Top of Input for this task
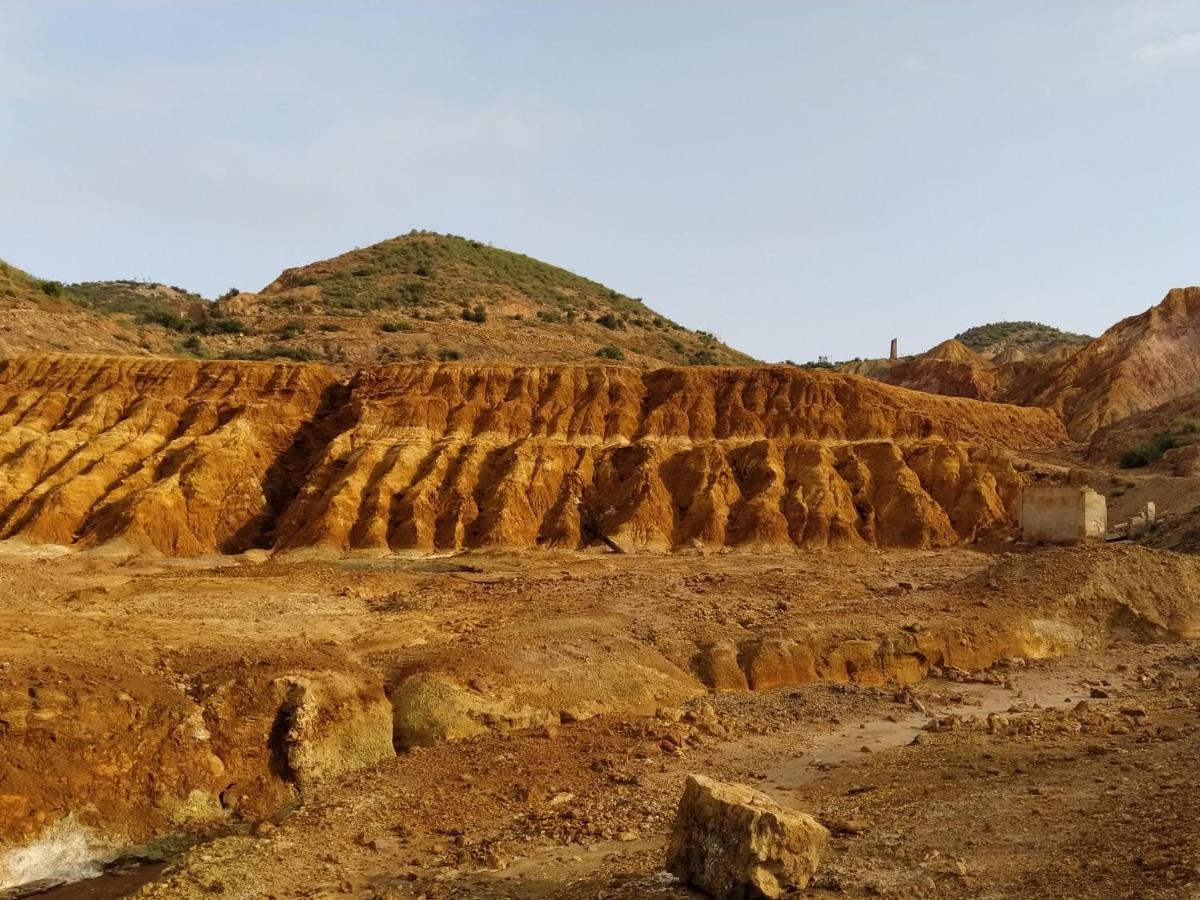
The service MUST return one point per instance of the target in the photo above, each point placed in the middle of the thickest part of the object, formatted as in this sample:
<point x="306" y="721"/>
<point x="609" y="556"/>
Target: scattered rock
<point x="736" y="844"/>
Bottom of Input for this task
§ **Task goal**
Pictures stay out; everything else in the records gets copied exactly.

§ **Answer to the problem**
The service MUST return one point per instance of the target in the photo above, each point placed in the middle of the thickest part of the object, formatted as in this sample:
<point x="306" y="721"/>
<point x="609" y="556"/>
Target: scattered rock
<point x="736" y="844"/>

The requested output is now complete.